======== Provided passage

I live in Dallas and I just saw a .99 only store right next to me. Preston road and alpha road intersection. I am going to check it out Monday and see if they have anything worth getting. I am looking for semi mini skeletons (less than 4 feet, would like around 3 feet and for CHEAP), anyone know where I could find them?


----------



## Ghost of Spookie (Sep 28, 2008)

Nevergoback said:


> Those thin plastic wallbreakers can be used as a base to make papermache copies of his head and hands to use on gravestones and they can be used as molds to make concrete skulls for your yard. A number of years ago I made concrete skulls using a blucky head which was difficult because I had to make cuts in the jaw then tape them up in order to release the concrete. With these wallbreakers, the concrete would just pop out. I may pick up a couple. I use sand mix concrete mix and use automatic transmission fluid as release agent. You can paint the finished skull with acrylics to bring it to life.



I know people have posted making casts in various materials. I'd love to see any pics you have of your previous work.

================

Problems to work on:
1) In the forum thread about Halloween skeletons, reproduce everything from "## Ghost of" down to "it to life.", swapping "wallbreakers" for "wall hangers".
2) Write the next part of the forum thread about Halloween skeletons, picking up after its last sentence.
The lines below are unrelated to the forum thread about Halloween skeletons.

======== Collected material

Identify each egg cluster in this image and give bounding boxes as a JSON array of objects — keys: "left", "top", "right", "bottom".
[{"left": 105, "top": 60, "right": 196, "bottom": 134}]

================

Results of the tasks:
1)
## Ghost of Spookie (Sep 28, 2008)

Nevergoback said:


> Those thin plastic wall hangers can be used as a base to make papermache copies of his head and hands to use on gravestones and they can be used as molds to make concrete skulls for your yard. A number of years ago I made concrete skulls using a blucky head which was difficult because I had to make cuts in the jaw then tape them up in order to release the concrete. With these wall hangers, the concrete would just pop out. I may pick up a couple. I use sand mix concrete mix and use automatic transmission fluid as release agent. You can paint the finished skull with acrylics to bring it to life.

2)
----------



## Ghost of Spookie (Sep 28, 2008)

imindless said:


> I live in Dallas and I just saw a .99 only store right next to me. Preston road and alpha road intersection. I am going to check it out Monday and see if they have anything worth getting. I am looking for semi mini skeletons (less than 4 feet, would like around 3 feet and for CHEAP), anyone know where I could find them?



The $9 Walmart ones come to mind. Here's a photo of the one I bought. Not sure if this is what you had in mind when you asked but you won't find anything like him at a Dollar Tree or 99 Cent Store in this kind of material. I haven't even seen one in cheap plastic at this size.


----------



## greaseballs80 (Sep 25, 2009)

ter_ran said:


> *Hello Ghost,
> I did buy 8 Portraits total(two sets of 4 available). I am however thinking of picking up some more(all I can find in stock) and offering them to other HF members here(price($1.08ea)+shipping(lowest) of course).
> 
> I would set a max of 4 portraits per member until sold out. The weight of the 4 are pretty heavy 13oz and a cardboard packaging is at least 8-9oz more. Anyhow this would give others the opportunity to get some portraits delivered for about $10-11 bucks which saves time and gas!
> ...


Please put me on that wait list. I just came back from a trip to Tahoe and on the way back hit 4 99 cent only stores and none of them had it in stock, please let me know


----------



## Jottle (Aug 17, 2006)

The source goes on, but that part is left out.